↓↓↓

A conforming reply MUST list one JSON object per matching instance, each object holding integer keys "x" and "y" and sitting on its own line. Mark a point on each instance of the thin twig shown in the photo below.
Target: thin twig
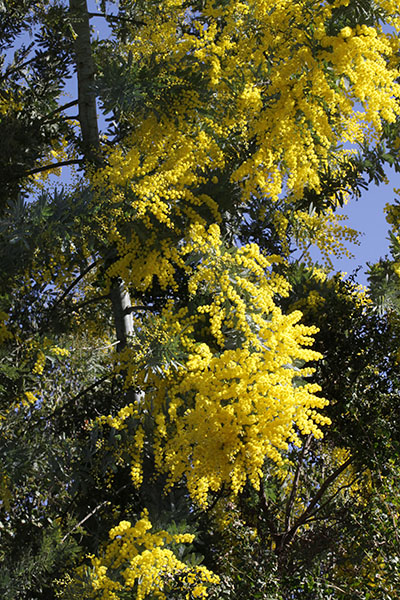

↑↑↑
↓↓↓

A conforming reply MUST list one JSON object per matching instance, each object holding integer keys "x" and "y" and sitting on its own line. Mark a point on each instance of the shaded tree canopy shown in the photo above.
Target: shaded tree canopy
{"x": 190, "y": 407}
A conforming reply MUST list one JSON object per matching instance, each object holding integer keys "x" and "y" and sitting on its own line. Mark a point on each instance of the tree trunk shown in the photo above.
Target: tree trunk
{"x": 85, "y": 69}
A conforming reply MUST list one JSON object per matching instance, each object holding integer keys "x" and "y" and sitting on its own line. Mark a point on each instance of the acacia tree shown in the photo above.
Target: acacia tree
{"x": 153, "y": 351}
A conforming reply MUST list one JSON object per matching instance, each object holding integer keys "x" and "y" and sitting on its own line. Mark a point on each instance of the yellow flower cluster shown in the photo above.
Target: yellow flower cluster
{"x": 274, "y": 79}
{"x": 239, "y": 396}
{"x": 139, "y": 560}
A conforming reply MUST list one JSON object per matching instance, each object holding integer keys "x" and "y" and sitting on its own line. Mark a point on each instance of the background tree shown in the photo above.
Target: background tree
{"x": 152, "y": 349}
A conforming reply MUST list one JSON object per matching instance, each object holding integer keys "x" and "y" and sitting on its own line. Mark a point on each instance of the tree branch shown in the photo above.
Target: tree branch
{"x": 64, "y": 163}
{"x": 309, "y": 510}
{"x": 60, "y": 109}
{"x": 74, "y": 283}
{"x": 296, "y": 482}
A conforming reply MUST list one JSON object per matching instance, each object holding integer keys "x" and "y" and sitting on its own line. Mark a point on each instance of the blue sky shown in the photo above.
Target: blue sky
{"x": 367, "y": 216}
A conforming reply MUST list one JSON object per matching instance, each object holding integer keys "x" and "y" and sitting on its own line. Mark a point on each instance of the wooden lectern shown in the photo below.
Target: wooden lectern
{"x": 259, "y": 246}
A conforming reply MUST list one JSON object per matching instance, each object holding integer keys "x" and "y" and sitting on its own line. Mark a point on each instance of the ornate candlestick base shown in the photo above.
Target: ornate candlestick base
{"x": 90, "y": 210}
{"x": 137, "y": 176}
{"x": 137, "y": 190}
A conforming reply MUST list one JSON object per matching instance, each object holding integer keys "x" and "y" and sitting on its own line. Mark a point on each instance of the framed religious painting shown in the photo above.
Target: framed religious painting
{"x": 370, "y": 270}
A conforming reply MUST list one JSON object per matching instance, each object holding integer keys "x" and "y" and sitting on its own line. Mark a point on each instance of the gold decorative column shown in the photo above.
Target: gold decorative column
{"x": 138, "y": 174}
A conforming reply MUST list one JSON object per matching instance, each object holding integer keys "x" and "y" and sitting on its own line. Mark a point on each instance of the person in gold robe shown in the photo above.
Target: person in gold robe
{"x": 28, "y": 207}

↑↑↑
↓↓↓

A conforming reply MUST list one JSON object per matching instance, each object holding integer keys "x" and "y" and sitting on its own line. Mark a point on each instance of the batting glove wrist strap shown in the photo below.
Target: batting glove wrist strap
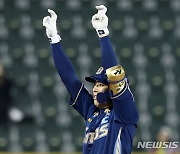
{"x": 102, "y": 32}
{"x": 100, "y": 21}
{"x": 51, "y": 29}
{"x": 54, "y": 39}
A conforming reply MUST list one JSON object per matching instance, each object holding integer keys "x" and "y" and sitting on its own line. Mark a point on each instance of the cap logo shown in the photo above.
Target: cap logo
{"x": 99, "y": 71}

↑↑↑

TASK PROMPT> Give back precisely the lines above that start at the line containing "twig shown in the photo below." and end at the line containing "Target: thin twig", inclusive. No other lines belong in the output.

OUTPUT OF THE EXERCISE>
A conforming reply MUST list one JSON object per matching instance, each object holding integer keys "x" and "y" and sitting on its own line. Mark a point on each instance of the thin twig shown in the photo below.
Target: thin twig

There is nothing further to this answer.